» Request
Copy out the records word for word, from their first line through the line containing "M48 152L51 151L53", with both of those lines included. Leave the picture out of your copy.

--- Supplied information ---

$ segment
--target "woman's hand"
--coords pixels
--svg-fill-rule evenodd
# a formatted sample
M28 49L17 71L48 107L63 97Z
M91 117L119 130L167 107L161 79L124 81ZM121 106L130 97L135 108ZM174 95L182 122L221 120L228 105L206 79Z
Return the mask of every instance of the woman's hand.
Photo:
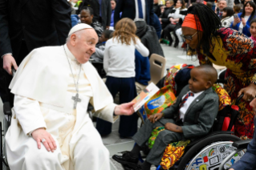
M169 131L172 131L177 133L183 133L181 127L174 124L173 123L166 123L165 128Z
M163 113L156 113L155 115L150 115L148 117L148 119L151 123L154 123L155 122L156 122L157 120L159 120L162 117L163 117Z
M244 18L241 18L241 21L242 21L243 26L246 26L246 19Z
M251 101L256 96L256 85L250 84L248 87L242 88L239 91L238 97L244 94L242 99L245 101Z
M134 103L130 102L117 105L115 108L115 115L131 115L134 113L133 108Z
M233 22L233 26L235 26L238 23L240 23L240 22L241 22L241 21L240 21L239 18L234 18L234 22Z
M48 152L51 151L53 152L57 148L55 140L43 128L35 130L32 132L32 137L38 144L39 149L41 148L41 142L43 142L42 140L43 139L45 140L43 142L43 144Z

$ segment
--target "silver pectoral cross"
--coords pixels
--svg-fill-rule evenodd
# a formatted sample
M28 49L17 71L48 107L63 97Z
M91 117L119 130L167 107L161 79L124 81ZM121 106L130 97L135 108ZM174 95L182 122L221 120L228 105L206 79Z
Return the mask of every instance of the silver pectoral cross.
M75 103L74 103L74 109L76 109L76 105L78 102L81 102L81 99L79 98L79 94L76 93L75 96L72 97L72 99L74 99Z

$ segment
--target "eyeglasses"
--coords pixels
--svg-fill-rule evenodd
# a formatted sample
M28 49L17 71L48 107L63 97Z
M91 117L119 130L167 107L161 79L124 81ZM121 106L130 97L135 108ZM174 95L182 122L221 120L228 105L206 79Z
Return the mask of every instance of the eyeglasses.
M195 34L193 34L193 35L184 35L184 34L181 34L181 37L184 40L188 39L188 40L191 41L191 40L192 40L192 38L193 37L193 35L195 35L197 33L197 31Z

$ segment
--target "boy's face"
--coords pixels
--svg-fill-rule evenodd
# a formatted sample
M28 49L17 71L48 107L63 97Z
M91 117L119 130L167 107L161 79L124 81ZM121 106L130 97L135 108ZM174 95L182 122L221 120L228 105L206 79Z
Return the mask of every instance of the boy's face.
M102 34L99 38L99 42L101 43L101 42L104 42L106 41L108 41L108 39L105 38L105 35L104 34Z
M201 70L197 68L192 69L190 76L189 88L192 92L197 93L210 87L211 83L207 81Z
M82 23L91 25L92 22L93 15L90 14L87 10L82 10L80 12L80 20Z

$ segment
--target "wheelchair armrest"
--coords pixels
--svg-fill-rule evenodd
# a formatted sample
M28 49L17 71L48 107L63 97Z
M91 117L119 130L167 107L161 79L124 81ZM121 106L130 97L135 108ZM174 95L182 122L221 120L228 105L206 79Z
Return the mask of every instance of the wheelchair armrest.
M232 146L237 148L238 149L247 148L247 146L251 140L238 140L234 142Z
M5 102L3 103L3 113L6 115L11 115L11 108L9 102Z

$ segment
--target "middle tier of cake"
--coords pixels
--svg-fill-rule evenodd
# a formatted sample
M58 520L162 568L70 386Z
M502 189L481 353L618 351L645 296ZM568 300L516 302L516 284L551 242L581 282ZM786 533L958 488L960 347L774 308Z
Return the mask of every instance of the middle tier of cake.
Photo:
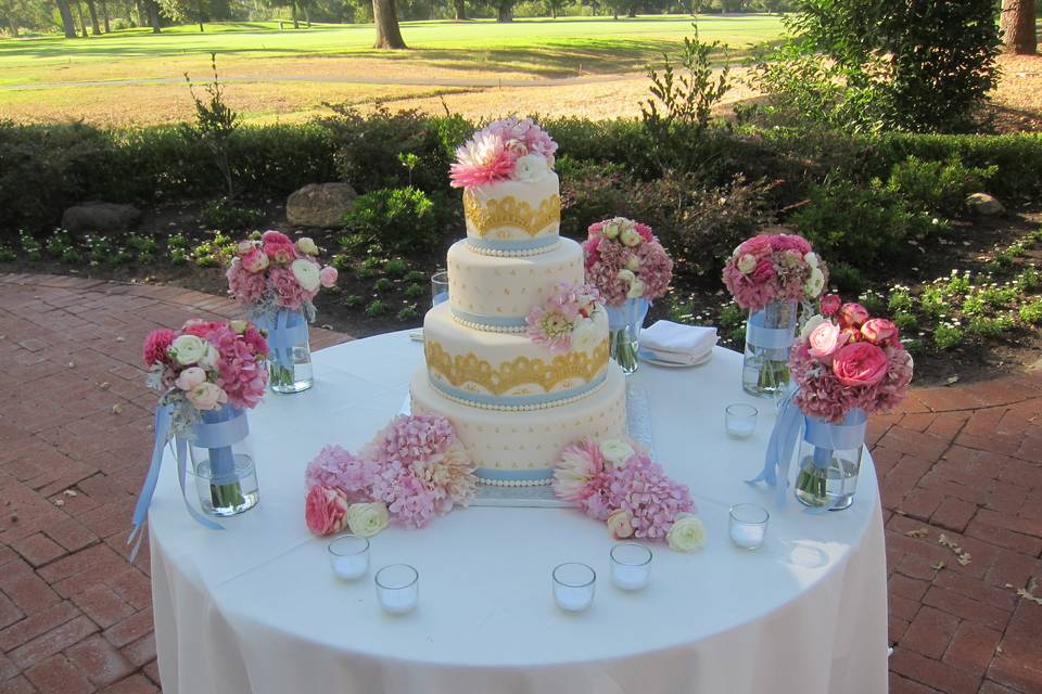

---

» Output of the task
$ segment
--target "woman's hand"
--coords pixels
--svg-fill-rule evenodd
# a formatted sample
M28 49L17 71L48 107L63 97Z
M91 117L119 130L167 107L161 79L124 81ZM121 106L130 97L135 108ZM174 95L182 122L221 120L228 105L206 79Z
Return the mask of every instance of the woman's hand.
Photo:
M169 131L172 131L177 133L183 133L181 127L174 124L173 123L166 123L165 128Z
M163 113L156 113L155 115L150 115L148 117L148 119L151 123L154 123L155 122L156 122L157 120L159 120L162 117L163 117Z
M244 18L241 18L241 21L242 21L243 26L246 26L246 19Z
M251 101L256 96L256 85L250 84L248 87L242 88L239 91L238 97L244 94L242 99L245 101Z
M134 103L130 102L117 105L115 108L115 115L131 115L134 113L133 108Z
M233 22L233 26L235 26L238 23L240 23L240 22L241 22L241 21L240 21L239 18L234 18L234 22Z
M48 152L51 151L53 152L57 148L55 140L43 128L35 130L32 132L32 137L38 144L39 149L41 148L41 142L43 142L42 140L43 139L45 140L43 142L43 144Z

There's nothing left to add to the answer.